SOURCE TEXT start
Skip To Content
JEWISH. INDEPENDENT. NONPROFIT.
Food

A Bagel With Shmear And Lox In NYC Can Cost You Anywhere From $7 To $24

From budget-friendly to big-ticket bagels, tapping into the Jewish ancestral tradition of chowing down on a circular carb can get a little complicated. But we’re here to help. This chart takes a look at the top bagel shops in New York and examines how much a good old-fashioned bagel with lox and a schmear will run you.

Some reveals? At a gnarly $24.00, Sadelle’s bagels are not the ones you’re going to grab before getting on the subway. The most budget-friendly bagel award would have to go to Kossar’s, where you can dine like royalty for $7. Places like Zucker’s and Murray’s rest squarely in the middle, offering New Yorkers a taste of tradition for around $10 dollars.

And why all the price discrepancies?
SOURCE TEXT end
DATASET CONTENT start
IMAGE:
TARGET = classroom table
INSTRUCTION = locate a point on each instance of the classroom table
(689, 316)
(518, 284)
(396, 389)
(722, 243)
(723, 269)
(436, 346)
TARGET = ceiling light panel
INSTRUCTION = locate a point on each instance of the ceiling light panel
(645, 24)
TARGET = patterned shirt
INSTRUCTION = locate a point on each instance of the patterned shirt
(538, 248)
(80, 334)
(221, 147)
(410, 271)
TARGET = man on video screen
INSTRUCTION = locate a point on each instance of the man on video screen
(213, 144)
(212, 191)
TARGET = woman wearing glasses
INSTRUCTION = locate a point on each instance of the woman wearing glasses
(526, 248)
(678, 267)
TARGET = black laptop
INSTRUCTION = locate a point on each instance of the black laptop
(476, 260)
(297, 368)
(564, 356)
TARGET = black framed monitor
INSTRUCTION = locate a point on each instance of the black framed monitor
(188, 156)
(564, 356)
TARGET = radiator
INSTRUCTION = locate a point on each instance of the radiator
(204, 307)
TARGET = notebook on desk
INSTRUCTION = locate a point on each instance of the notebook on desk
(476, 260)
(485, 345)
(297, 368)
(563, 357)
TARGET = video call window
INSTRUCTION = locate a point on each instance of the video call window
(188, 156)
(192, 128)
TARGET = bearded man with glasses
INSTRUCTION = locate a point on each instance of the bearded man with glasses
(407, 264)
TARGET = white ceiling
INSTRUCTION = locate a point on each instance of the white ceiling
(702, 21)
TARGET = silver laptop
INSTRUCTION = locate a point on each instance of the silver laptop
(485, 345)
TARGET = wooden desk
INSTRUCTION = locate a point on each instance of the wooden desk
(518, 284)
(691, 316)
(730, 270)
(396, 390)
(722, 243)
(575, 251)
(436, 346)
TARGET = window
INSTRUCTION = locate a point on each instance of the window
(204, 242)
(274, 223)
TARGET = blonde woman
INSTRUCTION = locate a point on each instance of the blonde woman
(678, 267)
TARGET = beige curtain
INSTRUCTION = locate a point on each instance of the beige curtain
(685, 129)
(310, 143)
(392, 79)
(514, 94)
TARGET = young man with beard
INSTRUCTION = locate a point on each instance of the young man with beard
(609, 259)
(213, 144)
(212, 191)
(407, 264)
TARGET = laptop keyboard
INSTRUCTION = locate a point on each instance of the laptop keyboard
DATASET CONTENT end
## GIVEN TASK
From the article on New York bagel prices, extract the passage that begins with the words containing "Some reveals? At" and ends with "the price discrepancies?". The lines above come from a separate source unrelated to the bagel article.

## ANSWER IN FULL
Some reveals? At a gnarly $24.00, Sadelle’s bagels are not the ones you’re going to grab before getting on the subway. The most budget-friendly bagel award would have to go to Kossar’s, where you can dine like royalty for $7. Places like Zucker’s and Murray’s rest squarely in the middle, offering New Yorkers a taste of tradition for around $10 dollars.

And why all the price discrepancies?